課題一覧 =>
(a) 安保関連法案の抗議行動を伝える記事によると、8月30日の国会周辺でのデモには、主催者発表で何人が参加したか。
(b) 安保関連法案の抗議行動を伝える記事から、「安保関連法案をめぐる与野党の」を含むところで始め、「万人を超えると見られている。」の後で止めて、その部分を一字一句変えずに繰り返して書くこと。

本文抜粋 =>
国会前に人の波 牧師、信徒らも連日参加 「安保関連法案」ヤマ場 2015年9月26日

和解と平和進める使命 約150人が為政者のため祈る

 安保関連法案をめぐる与野党の攻防が山場を迎え、国会前での抗議行動も日増しに熱を帯びている。8月30日、「戦争させない・9条壊すな!総がかり行動実行委員会」と「SEALDs(シールズ)」が呼びかけた国会周辺でのデモには、雨天にもかかわらず約12万人(主催者発表)が参加。全国各地で同日行われた集会への参加者も合わせると30万人を超えると見られている。

 歩道を埋める人波の中には、「平和を実現するキリスト者ネット」「カトリック正義と平和協議会」の幟と共に多くの信徒や牧師、神父の姿も。幸田和生氏(東京教区補佐司教)=写真下=は、街宣車の上でマイクを取り、日本の教会が結果として戦争に協力した歴史への悔いを語った。

コレクションの保存項目
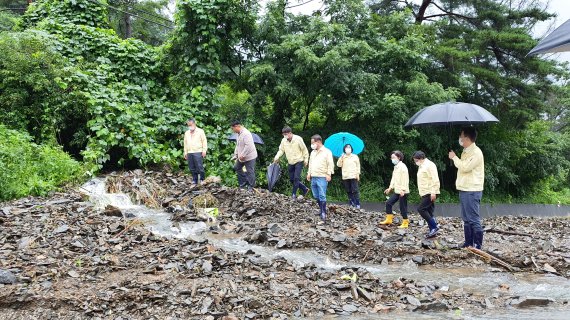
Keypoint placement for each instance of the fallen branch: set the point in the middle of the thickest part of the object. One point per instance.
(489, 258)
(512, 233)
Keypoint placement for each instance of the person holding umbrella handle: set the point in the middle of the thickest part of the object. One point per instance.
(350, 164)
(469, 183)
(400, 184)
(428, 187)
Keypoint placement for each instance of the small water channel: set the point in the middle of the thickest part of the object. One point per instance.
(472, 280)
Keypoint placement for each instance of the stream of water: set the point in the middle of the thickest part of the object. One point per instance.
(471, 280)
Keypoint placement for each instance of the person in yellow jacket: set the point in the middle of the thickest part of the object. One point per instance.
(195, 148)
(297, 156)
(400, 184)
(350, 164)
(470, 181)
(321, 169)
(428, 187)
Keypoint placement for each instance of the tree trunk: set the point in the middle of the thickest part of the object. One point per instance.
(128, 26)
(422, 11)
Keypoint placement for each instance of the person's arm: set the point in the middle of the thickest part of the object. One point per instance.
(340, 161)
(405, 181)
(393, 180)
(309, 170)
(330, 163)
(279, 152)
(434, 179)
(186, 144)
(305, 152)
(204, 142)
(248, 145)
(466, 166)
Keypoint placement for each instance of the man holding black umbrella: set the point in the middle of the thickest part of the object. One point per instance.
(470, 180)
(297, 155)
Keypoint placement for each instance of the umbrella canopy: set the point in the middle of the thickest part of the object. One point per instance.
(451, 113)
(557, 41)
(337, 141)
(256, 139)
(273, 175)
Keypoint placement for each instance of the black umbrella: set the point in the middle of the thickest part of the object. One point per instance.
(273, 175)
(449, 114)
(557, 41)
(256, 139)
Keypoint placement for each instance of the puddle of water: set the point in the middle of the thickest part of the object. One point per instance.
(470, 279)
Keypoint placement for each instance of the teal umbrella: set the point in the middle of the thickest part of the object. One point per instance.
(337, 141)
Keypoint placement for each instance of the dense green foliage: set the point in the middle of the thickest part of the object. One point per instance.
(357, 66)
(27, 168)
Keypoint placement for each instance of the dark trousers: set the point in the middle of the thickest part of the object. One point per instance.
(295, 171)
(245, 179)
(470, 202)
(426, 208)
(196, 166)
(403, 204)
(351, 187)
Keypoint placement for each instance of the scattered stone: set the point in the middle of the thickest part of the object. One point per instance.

---

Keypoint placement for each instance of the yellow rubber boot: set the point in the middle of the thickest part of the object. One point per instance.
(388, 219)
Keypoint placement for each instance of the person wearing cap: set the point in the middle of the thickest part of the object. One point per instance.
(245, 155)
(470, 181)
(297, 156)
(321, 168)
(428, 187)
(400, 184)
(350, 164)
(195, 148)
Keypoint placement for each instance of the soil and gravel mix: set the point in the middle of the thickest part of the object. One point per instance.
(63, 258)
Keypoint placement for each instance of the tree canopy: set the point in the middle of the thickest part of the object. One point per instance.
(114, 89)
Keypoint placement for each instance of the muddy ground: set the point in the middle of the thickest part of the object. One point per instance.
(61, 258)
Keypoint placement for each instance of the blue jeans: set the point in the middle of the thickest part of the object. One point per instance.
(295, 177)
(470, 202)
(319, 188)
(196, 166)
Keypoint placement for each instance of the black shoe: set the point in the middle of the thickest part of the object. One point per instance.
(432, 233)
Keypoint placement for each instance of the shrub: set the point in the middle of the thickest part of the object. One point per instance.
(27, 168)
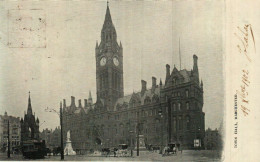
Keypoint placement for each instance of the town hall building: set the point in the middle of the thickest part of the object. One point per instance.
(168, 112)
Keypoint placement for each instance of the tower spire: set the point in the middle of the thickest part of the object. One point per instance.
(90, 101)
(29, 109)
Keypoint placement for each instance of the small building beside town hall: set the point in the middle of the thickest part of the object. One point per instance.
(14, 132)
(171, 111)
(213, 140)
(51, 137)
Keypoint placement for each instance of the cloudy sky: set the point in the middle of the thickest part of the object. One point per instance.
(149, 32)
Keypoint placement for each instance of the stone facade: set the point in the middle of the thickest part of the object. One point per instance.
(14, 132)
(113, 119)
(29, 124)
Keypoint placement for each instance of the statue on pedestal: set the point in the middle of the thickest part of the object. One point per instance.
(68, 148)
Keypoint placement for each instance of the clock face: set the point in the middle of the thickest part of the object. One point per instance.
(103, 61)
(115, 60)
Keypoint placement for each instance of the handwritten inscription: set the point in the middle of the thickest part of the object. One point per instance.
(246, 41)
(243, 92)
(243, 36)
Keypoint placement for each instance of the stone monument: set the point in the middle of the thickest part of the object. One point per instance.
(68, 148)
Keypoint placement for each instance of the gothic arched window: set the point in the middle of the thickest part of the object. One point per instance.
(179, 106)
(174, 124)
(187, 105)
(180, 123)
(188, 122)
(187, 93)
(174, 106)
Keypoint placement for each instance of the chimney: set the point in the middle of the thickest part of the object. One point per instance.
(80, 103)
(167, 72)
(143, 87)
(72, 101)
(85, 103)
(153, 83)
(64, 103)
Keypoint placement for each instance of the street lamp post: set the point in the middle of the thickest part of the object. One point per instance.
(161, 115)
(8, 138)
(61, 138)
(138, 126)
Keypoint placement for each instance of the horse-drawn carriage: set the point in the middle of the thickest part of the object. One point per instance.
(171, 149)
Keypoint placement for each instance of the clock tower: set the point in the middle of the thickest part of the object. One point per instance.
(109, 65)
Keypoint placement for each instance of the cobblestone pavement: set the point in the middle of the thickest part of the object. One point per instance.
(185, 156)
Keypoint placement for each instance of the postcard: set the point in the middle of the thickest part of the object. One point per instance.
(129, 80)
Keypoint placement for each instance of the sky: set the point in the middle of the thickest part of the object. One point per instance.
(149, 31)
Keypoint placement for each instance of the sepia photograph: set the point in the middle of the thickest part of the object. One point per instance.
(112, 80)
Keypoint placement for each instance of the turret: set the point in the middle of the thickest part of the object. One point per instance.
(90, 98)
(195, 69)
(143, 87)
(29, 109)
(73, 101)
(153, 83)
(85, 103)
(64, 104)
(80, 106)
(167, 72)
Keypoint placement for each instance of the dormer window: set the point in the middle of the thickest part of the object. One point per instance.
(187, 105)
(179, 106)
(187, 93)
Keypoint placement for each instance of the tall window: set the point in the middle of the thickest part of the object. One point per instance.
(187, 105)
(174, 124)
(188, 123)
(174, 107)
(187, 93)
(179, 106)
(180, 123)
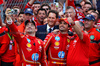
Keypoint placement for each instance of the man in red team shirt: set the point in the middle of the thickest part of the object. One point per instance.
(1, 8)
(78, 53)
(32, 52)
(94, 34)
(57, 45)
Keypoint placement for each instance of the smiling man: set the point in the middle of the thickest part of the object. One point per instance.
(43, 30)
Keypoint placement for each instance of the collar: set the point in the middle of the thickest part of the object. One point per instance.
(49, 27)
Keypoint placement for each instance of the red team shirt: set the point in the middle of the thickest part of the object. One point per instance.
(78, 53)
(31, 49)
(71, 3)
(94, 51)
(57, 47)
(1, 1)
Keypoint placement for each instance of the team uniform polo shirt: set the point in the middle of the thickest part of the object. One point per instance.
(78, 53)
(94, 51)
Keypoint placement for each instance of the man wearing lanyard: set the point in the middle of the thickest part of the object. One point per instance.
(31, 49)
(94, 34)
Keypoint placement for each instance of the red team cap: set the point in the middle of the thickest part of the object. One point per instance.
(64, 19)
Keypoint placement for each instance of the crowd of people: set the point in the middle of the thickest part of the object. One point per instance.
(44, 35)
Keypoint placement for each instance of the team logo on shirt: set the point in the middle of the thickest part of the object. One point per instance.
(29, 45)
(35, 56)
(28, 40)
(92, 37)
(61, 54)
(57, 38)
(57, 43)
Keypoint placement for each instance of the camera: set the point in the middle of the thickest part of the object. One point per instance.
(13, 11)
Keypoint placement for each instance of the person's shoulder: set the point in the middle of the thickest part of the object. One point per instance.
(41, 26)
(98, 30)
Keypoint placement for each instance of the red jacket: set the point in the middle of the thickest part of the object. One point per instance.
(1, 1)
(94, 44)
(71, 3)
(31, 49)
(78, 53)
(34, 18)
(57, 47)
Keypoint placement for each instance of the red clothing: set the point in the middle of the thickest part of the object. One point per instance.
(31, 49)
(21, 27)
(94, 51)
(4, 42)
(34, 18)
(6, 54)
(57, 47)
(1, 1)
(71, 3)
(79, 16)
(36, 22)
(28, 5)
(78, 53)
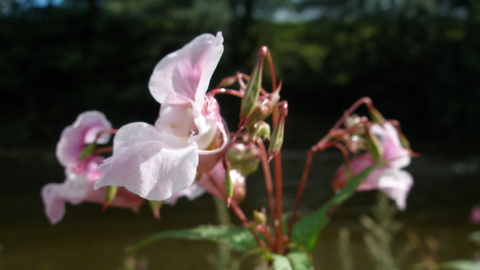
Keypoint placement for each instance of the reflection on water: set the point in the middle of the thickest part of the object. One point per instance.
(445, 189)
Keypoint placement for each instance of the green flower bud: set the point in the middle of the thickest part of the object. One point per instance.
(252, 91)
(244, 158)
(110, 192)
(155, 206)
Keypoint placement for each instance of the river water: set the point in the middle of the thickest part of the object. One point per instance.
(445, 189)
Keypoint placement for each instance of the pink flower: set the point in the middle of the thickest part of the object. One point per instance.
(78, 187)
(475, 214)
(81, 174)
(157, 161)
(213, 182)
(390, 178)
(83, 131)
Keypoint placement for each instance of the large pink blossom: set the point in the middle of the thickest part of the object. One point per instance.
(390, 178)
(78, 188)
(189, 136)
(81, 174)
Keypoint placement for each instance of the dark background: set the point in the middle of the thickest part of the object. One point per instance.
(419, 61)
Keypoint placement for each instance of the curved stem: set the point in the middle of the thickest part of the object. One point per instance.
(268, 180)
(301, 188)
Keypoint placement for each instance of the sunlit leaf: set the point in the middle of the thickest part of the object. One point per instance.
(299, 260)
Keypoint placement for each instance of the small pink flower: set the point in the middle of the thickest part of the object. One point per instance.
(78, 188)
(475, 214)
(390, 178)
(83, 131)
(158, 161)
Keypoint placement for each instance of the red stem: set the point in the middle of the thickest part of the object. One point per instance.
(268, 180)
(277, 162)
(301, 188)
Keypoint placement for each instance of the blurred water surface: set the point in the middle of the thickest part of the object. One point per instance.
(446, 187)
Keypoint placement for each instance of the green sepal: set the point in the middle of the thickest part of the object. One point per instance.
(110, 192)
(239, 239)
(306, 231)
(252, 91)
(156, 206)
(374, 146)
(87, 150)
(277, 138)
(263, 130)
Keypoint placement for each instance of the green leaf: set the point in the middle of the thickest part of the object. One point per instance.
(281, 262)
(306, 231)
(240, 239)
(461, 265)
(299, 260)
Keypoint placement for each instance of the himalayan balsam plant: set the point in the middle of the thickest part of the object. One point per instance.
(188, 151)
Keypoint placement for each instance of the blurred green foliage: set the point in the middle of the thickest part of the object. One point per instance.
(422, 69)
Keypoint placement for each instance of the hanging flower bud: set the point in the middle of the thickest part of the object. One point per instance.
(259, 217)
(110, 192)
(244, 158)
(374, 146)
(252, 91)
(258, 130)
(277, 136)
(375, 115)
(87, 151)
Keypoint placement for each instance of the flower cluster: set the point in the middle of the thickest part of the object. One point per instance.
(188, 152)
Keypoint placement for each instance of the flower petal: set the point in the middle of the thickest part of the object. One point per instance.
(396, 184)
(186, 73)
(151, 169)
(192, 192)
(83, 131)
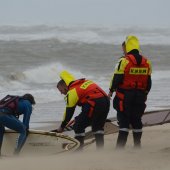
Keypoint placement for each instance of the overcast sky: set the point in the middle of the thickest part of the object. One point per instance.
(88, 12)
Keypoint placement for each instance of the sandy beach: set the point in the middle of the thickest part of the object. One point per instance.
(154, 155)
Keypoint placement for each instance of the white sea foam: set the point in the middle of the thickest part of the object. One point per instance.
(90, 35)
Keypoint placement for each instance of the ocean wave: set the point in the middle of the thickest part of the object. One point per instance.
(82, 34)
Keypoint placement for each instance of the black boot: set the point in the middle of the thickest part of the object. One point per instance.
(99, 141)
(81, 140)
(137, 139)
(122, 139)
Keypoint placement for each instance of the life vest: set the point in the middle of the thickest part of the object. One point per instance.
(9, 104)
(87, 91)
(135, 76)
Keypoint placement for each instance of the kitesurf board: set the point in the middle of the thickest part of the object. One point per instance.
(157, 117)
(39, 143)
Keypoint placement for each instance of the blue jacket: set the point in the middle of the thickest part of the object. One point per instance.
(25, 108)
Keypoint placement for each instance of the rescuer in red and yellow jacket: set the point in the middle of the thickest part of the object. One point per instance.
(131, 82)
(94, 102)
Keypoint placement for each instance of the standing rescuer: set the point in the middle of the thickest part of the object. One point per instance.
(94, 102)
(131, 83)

---

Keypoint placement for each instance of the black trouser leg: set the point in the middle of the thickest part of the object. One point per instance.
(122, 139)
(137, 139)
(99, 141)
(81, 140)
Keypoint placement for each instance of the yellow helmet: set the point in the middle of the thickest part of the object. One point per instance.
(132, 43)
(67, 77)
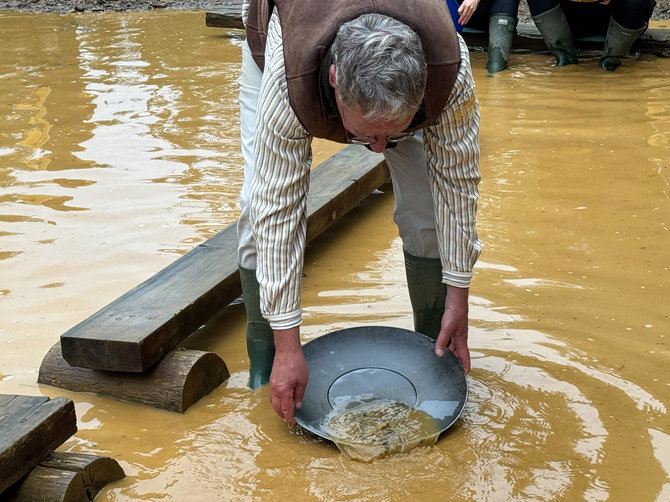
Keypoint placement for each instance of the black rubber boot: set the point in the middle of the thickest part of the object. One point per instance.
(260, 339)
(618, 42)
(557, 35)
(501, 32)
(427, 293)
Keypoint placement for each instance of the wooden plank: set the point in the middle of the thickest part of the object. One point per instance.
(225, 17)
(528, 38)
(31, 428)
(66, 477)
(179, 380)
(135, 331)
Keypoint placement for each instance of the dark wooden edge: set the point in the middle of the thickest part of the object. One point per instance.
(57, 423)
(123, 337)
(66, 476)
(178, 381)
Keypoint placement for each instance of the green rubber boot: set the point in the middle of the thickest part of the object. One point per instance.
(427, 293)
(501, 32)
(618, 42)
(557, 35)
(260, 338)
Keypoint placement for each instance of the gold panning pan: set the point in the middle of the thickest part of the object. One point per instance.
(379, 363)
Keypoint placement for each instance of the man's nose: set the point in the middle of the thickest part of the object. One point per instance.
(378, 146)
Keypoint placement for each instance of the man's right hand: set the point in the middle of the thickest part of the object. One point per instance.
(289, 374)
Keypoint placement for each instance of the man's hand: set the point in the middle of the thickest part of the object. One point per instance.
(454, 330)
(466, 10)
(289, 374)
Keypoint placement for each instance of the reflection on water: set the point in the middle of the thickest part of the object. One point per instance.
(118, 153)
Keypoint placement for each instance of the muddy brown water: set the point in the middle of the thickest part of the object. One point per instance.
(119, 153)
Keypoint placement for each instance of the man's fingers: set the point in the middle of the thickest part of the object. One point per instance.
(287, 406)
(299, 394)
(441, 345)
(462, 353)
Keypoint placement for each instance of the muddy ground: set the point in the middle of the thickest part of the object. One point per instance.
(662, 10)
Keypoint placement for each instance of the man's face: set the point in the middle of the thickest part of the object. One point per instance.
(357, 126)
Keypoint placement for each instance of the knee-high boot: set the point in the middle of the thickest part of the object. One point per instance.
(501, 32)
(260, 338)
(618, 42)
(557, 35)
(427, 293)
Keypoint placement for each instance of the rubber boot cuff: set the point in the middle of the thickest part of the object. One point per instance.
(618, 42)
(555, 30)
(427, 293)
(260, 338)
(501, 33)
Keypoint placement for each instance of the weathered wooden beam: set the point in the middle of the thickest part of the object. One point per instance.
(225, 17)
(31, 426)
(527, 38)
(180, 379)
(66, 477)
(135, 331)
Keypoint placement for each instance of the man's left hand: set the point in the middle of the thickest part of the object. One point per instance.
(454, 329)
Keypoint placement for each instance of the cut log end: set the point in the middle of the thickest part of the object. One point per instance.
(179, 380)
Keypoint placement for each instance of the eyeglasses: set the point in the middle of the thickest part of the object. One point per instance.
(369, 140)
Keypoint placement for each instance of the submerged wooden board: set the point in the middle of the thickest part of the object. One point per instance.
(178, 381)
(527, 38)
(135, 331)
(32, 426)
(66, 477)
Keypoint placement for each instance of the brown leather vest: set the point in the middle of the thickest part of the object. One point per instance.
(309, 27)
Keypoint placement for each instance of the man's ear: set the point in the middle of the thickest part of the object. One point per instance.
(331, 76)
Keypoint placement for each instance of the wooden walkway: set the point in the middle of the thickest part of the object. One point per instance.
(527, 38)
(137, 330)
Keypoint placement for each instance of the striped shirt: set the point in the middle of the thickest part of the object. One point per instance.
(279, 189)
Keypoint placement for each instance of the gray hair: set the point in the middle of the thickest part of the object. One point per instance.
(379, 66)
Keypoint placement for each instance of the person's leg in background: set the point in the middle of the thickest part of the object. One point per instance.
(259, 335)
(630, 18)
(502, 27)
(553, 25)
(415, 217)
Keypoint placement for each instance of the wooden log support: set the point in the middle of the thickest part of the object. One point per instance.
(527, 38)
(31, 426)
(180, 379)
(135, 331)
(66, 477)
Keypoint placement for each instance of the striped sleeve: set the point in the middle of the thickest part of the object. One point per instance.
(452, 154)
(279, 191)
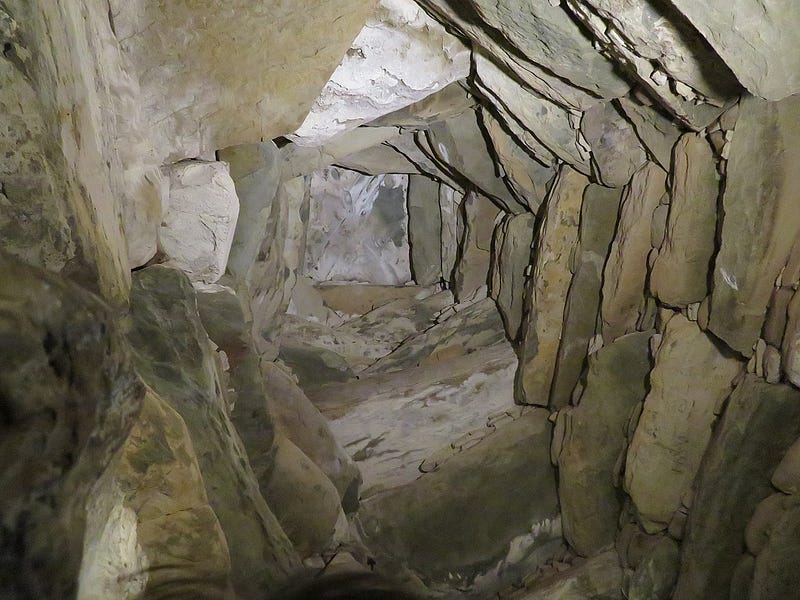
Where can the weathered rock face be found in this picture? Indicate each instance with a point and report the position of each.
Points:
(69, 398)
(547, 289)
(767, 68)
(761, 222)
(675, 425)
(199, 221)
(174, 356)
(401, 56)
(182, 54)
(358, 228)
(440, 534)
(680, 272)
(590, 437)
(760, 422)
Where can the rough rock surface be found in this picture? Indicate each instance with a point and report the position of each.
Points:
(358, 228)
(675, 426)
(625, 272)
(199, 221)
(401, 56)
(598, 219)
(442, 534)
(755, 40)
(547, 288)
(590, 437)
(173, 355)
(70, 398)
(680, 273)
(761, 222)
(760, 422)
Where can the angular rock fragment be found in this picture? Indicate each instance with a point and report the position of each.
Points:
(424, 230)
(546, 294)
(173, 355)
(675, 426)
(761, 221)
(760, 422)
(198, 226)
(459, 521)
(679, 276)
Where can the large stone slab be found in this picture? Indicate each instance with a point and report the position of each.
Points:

解答 =>
(a) 約12万人。

(b)
安保関連法案をめぐる与野党の攻防が山場を迎え、国会前での抗議行動も日増しに熱を帯びている。8月30日、「戦争させない・9条壊すな!総がかり行動実行委員会」と「SEALDs(シールズ)」が呼びかけた国会周辺でのデモには、雨天にもかかわらず約12万人(主催者発表)が参加。全国各地で同日行われた集会への参加者も合わせると30万人を超えると見られている。